**Instructions to follow:** Please report how many lines below contain "cabin", writing nothing except the number.

* * * * * * *

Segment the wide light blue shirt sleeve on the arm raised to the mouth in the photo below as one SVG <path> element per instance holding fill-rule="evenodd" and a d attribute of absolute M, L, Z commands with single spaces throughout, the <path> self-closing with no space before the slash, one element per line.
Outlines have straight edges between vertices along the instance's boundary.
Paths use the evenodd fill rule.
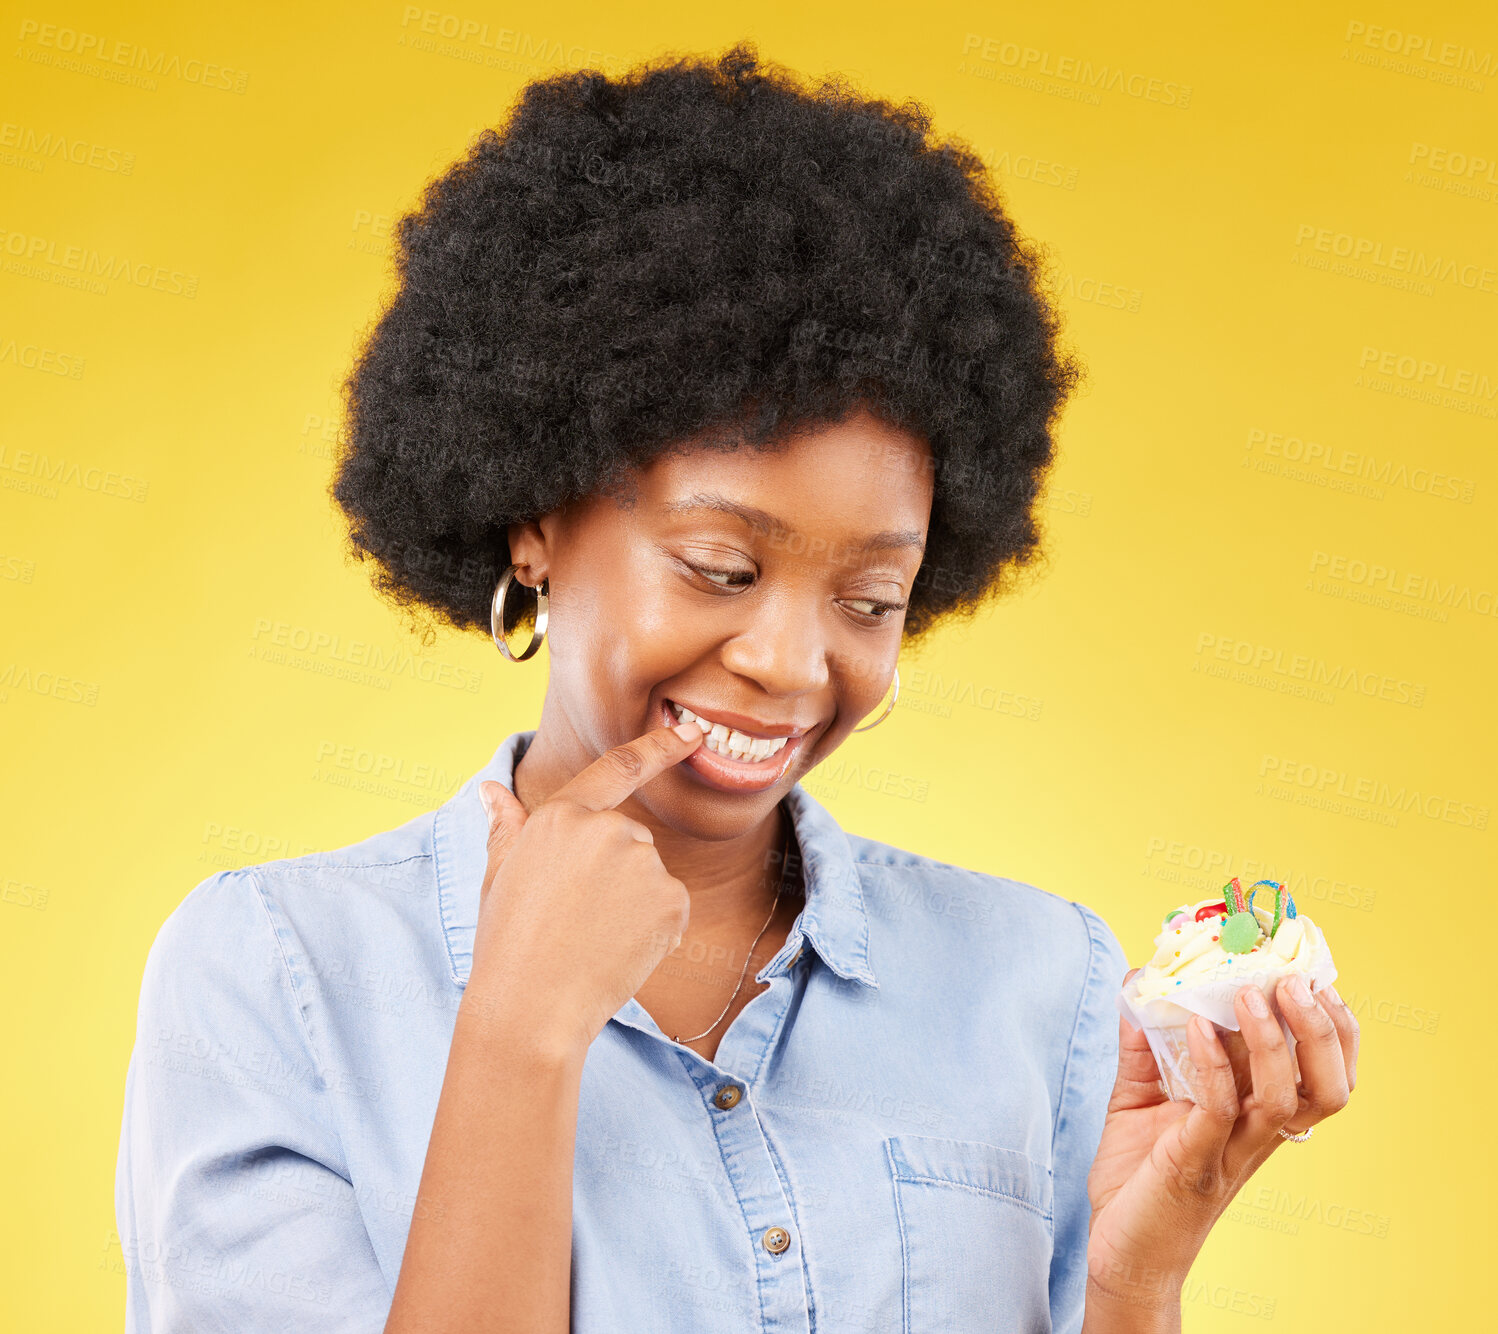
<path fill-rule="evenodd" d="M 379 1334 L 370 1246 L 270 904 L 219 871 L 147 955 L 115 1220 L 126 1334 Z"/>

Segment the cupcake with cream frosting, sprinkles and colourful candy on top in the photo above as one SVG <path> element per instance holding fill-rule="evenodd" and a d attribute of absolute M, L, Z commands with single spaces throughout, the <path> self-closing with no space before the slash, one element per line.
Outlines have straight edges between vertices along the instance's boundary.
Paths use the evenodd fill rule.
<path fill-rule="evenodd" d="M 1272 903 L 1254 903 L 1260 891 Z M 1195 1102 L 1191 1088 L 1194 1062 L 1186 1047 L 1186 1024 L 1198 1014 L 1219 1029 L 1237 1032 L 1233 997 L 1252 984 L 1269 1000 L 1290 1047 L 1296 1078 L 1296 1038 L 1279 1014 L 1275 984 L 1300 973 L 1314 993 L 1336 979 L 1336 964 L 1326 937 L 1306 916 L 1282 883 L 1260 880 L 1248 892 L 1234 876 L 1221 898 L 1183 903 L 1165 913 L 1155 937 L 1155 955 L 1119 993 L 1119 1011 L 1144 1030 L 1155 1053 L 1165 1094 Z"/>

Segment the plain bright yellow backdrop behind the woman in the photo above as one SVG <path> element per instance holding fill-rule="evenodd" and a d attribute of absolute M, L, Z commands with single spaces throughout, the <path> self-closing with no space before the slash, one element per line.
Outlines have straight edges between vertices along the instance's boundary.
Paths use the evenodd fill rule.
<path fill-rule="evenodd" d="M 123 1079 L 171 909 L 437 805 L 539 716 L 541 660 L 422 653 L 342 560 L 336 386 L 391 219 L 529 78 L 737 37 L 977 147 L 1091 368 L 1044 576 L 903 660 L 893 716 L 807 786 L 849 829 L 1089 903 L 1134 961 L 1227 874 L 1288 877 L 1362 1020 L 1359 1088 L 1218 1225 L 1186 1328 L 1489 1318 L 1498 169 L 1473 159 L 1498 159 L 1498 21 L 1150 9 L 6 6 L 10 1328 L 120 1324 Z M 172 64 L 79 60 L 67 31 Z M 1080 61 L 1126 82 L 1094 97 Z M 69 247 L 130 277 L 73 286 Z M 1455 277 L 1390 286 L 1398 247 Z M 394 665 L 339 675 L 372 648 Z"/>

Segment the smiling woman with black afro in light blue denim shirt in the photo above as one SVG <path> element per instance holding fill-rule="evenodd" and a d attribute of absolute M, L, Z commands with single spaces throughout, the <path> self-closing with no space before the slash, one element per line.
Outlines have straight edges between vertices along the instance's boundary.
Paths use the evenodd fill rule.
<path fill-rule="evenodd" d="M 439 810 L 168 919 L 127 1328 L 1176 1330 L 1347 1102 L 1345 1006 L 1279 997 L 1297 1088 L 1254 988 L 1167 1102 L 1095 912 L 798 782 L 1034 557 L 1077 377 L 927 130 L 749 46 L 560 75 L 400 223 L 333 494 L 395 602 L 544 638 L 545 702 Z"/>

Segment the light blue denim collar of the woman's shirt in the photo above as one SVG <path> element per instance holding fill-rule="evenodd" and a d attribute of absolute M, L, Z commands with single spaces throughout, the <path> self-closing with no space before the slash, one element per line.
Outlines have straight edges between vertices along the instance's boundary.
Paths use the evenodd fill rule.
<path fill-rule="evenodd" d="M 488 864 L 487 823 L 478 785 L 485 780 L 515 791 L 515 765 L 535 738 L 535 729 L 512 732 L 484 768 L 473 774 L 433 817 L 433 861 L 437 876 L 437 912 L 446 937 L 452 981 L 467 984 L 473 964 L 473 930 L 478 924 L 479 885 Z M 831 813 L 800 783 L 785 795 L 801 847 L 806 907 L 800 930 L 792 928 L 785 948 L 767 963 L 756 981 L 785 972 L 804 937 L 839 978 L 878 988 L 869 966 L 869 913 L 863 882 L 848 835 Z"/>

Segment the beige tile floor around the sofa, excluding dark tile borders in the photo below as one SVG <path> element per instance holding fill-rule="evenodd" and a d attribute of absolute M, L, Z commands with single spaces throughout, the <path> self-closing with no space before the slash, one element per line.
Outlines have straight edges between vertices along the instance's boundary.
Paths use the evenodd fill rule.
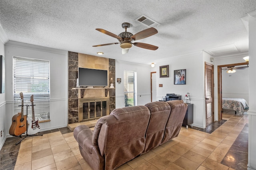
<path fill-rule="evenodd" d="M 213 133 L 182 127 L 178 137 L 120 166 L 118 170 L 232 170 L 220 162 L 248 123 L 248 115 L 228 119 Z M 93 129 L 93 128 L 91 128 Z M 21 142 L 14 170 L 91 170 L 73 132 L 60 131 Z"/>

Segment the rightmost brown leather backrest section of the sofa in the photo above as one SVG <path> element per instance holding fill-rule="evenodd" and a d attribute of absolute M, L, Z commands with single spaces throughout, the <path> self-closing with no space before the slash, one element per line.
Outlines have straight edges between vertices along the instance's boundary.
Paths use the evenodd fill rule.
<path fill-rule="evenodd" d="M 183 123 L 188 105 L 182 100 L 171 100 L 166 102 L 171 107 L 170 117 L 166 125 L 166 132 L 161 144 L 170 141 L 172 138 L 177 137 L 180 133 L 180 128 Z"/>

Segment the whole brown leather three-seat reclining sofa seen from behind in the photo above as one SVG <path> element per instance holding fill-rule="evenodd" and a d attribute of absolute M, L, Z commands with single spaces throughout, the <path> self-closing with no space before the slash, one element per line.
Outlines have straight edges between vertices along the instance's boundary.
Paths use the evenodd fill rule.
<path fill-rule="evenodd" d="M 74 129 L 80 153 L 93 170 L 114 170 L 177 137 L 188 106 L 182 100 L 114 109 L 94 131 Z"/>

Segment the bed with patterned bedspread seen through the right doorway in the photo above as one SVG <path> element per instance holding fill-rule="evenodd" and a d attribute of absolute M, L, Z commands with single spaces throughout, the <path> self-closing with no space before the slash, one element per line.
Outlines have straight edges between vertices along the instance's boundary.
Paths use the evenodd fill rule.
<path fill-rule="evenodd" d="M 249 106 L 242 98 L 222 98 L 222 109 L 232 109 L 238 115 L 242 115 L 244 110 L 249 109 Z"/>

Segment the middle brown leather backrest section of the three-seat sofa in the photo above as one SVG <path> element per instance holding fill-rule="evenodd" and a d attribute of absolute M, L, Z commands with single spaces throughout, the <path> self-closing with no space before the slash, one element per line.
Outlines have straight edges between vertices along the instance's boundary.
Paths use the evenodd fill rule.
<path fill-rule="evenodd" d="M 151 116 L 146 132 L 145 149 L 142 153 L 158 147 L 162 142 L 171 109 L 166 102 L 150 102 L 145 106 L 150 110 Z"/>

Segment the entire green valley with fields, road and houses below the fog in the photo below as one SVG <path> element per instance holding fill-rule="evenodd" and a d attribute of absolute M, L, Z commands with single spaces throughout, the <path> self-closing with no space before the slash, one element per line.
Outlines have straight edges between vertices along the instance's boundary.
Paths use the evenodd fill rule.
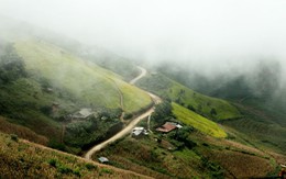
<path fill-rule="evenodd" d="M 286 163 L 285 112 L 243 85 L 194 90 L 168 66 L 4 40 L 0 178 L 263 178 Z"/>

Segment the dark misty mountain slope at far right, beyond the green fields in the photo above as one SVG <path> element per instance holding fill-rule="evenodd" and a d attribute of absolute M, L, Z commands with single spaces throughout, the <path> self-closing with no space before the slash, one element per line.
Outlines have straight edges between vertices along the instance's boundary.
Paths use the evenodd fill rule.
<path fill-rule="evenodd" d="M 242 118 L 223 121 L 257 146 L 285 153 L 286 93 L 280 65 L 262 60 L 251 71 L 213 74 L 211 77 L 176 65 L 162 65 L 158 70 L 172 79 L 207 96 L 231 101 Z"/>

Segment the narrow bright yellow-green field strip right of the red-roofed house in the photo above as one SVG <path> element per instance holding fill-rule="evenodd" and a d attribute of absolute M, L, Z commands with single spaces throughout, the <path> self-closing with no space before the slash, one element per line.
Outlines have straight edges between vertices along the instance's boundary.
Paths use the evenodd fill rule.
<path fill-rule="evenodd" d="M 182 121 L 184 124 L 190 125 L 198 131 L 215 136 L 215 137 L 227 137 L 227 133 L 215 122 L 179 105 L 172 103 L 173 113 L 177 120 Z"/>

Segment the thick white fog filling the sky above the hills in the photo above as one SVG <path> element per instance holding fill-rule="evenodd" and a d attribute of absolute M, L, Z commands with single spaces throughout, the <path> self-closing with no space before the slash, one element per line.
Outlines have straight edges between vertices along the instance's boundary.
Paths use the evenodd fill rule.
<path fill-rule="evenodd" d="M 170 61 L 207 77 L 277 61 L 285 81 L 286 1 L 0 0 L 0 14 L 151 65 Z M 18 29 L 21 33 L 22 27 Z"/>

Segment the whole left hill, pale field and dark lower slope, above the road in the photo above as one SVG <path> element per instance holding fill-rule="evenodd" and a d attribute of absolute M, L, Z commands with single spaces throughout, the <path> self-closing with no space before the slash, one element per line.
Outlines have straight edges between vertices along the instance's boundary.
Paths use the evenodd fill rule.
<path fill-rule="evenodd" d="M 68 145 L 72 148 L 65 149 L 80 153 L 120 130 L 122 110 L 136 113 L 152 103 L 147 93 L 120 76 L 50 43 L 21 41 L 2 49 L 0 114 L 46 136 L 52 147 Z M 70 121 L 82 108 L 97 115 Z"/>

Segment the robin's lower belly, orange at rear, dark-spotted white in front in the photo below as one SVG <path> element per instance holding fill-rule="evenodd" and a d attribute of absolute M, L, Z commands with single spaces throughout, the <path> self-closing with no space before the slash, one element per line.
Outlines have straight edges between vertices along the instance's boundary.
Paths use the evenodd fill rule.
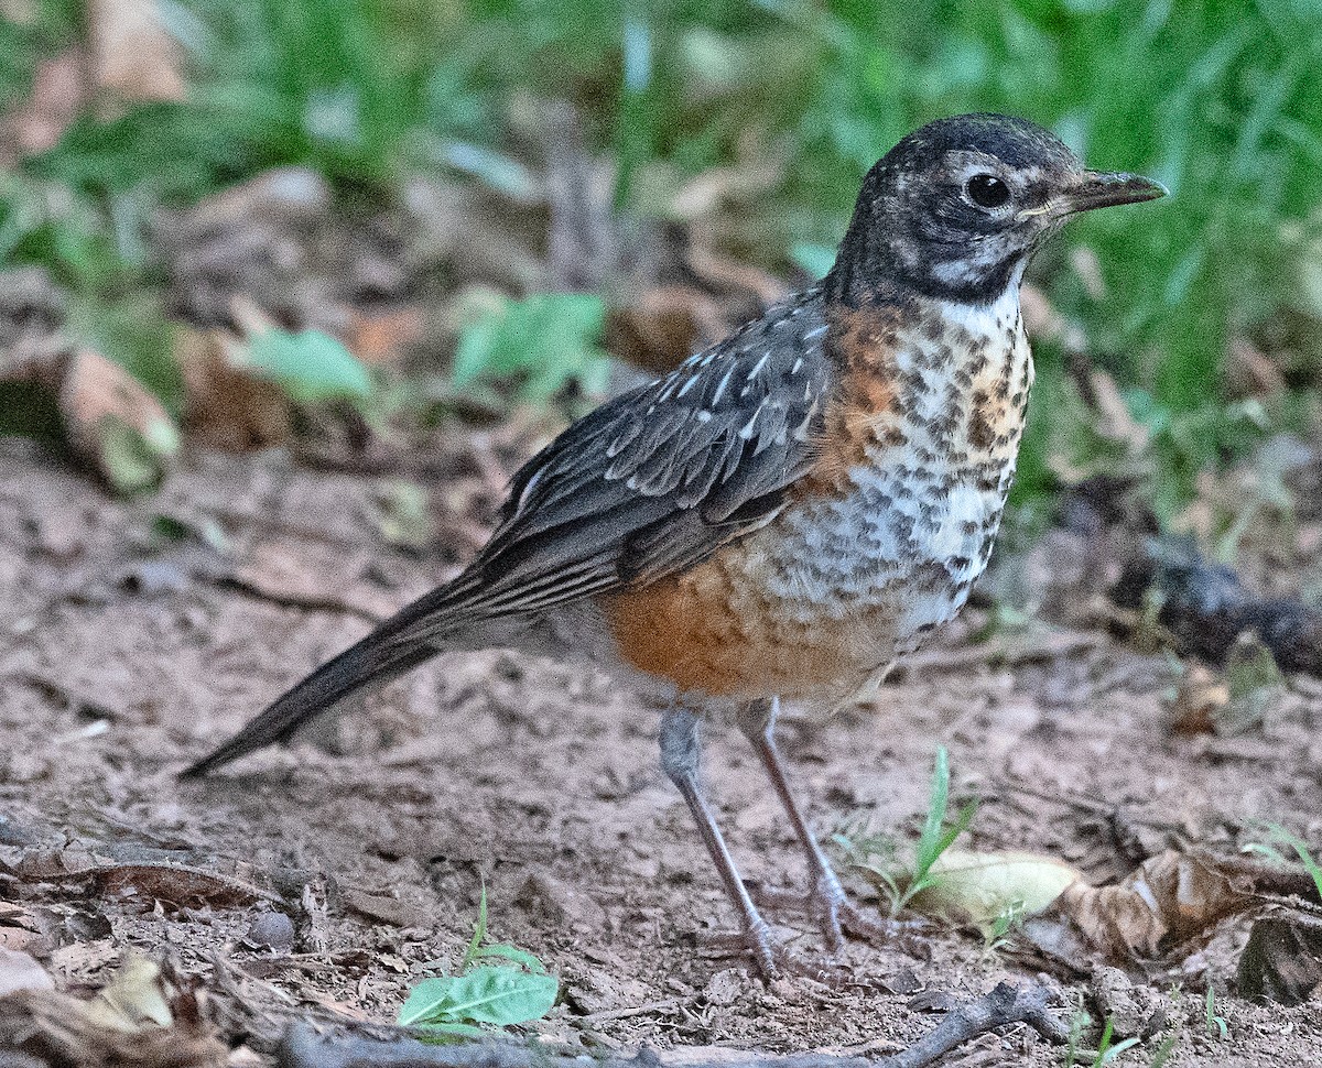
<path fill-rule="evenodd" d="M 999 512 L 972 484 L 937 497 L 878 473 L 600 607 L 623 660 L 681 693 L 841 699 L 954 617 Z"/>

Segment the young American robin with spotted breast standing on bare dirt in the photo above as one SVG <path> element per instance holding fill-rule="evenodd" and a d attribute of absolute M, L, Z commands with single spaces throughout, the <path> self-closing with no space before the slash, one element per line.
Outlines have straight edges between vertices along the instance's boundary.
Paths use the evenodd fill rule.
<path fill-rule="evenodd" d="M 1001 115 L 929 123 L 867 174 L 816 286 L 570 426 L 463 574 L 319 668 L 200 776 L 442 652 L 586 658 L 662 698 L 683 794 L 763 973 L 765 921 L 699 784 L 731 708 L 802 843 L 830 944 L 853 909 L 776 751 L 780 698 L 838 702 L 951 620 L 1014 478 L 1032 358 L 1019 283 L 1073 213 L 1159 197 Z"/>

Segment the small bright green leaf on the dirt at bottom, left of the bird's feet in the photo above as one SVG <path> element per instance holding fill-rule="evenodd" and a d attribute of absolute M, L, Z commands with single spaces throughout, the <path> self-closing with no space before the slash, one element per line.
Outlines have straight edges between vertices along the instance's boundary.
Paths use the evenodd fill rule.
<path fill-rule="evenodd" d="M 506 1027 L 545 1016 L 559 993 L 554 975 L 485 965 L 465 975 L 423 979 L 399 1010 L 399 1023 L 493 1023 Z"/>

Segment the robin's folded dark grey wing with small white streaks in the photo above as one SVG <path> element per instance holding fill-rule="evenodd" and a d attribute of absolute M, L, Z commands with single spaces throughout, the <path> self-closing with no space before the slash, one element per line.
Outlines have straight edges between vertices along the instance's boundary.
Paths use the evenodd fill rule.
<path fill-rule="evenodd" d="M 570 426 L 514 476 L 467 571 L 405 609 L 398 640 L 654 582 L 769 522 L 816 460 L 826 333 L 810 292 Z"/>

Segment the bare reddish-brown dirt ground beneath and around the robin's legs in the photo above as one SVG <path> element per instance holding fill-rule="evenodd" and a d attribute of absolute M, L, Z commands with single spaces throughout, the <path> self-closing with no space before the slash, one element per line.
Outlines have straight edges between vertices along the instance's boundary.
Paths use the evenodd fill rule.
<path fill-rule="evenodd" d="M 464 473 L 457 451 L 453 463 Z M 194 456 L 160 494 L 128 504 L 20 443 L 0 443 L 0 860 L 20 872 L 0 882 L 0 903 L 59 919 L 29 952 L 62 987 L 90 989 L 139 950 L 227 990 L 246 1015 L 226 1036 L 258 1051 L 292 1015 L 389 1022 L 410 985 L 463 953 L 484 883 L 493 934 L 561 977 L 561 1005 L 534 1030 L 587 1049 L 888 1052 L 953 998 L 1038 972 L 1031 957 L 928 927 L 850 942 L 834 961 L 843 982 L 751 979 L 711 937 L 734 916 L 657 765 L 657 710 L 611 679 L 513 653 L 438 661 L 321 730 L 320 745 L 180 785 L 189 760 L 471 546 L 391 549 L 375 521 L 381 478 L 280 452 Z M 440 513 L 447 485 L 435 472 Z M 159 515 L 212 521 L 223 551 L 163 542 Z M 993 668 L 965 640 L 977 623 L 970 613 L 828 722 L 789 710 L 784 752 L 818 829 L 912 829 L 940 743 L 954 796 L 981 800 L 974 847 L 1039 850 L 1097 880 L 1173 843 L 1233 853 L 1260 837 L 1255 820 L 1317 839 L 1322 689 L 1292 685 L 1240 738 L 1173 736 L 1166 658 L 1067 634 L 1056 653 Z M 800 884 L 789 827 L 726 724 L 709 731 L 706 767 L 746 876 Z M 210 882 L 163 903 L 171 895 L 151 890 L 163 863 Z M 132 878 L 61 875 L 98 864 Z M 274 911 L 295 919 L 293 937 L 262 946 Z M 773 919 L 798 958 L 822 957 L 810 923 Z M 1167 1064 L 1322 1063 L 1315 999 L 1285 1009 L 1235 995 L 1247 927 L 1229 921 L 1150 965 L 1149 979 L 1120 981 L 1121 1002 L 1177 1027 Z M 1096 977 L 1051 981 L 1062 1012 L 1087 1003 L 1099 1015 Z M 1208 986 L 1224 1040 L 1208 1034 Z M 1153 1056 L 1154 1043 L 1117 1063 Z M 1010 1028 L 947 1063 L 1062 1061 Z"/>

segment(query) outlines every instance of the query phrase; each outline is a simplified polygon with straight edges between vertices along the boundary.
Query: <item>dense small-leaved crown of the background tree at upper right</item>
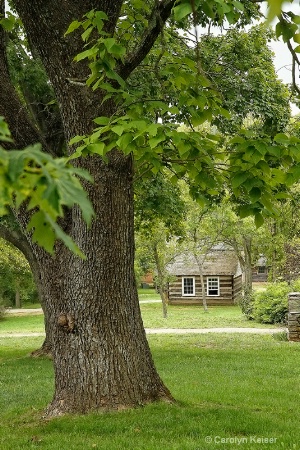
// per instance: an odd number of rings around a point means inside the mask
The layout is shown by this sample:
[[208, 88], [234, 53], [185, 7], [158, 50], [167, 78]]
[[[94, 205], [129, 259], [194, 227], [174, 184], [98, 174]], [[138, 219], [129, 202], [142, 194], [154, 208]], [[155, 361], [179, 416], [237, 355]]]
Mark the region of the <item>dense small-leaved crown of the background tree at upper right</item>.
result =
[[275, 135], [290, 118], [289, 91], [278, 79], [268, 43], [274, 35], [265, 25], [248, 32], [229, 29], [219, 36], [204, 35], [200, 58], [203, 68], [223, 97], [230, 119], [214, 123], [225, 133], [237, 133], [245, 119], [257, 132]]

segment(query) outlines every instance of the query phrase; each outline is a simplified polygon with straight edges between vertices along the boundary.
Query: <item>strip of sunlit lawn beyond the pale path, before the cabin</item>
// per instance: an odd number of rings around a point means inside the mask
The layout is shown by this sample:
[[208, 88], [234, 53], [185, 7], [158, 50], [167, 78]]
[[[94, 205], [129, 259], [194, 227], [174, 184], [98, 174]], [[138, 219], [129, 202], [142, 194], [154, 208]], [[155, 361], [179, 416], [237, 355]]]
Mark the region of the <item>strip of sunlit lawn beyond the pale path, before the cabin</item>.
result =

* * * * * * *

**Result of the task:** 2